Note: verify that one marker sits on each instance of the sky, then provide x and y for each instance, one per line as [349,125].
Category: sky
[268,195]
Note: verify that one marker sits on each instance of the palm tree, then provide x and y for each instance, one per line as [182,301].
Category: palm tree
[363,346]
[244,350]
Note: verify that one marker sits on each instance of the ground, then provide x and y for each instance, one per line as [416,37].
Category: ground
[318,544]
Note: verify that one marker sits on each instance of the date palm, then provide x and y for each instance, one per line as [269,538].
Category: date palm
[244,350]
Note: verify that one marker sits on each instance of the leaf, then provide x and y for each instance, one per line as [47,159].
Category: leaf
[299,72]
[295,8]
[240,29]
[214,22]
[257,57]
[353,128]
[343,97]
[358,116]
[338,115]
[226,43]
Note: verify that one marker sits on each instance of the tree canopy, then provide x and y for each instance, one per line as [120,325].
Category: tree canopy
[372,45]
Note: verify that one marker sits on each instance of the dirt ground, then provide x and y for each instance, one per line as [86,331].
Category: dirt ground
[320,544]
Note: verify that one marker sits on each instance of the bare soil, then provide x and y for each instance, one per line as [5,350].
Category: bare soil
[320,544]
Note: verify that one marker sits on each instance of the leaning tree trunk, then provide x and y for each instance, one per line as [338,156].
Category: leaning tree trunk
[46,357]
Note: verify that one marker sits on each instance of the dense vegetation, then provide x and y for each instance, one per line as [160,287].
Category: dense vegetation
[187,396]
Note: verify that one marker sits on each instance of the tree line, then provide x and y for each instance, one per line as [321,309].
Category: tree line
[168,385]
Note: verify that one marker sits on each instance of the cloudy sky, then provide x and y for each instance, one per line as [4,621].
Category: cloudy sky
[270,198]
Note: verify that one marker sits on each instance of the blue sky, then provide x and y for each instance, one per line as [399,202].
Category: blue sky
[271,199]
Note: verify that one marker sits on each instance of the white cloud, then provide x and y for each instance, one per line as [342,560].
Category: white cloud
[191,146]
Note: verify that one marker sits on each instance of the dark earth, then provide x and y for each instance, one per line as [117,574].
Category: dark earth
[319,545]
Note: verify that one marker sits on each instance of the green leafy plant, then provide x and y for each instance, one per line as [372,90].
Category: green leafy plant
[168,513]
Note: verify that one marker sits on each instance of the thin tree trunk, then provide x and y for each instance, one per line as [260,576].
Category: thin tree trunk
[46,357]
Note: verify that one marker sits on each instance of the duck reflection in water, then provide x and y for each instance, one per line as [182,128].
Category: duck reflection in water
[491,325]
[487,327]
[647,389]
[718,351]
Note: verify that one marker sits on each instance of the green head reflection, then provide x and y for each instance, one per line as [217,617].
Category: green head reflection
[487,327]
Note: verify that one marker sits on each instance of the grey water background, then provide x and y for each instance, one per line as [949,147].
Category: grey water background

WRITTEN TASK:
Reproduce everything from the line containing "line as [117,574]." down to the end of the data, swapping "reflection" for "mirror image" and leaving all else unchanged.

SOLUTION TO THE EXERCISE:
Note: verify that one marker sits on each instance of the dark earth, then provide x and y for each instance, one per line as [117,574].
Category: dark earth
[319,545]
Note: verify that one marker sits on each instance of the green leafy plant, then provide x and y for each instance, one per line as [372,90].
Category: green leafy plant
[168,513]
Note: verify that one marker sits on each instance of the thin tree trunk, then provide x and y for each instance, one per line as [260,576].
Category: thin tree trunk
[46,357]
Note: verify that one marker sits on each instance of the duck mirror image in water, then provide x and y for each instance, one per line as [182,128].
Category: duck mirror image in water
[491,325]
[487,327]
[647,389]
[718,351]
Note: verify that one marker sits on each instance of the green head mirror image, then provide x and y for each instance, one per line as [217,617].
Category: green head mirror image
[487,327]
Note: verify that one marker sits on each instance of the grey water background, then provide x and y for each instance, one per line as [949,147].
Category: grey water background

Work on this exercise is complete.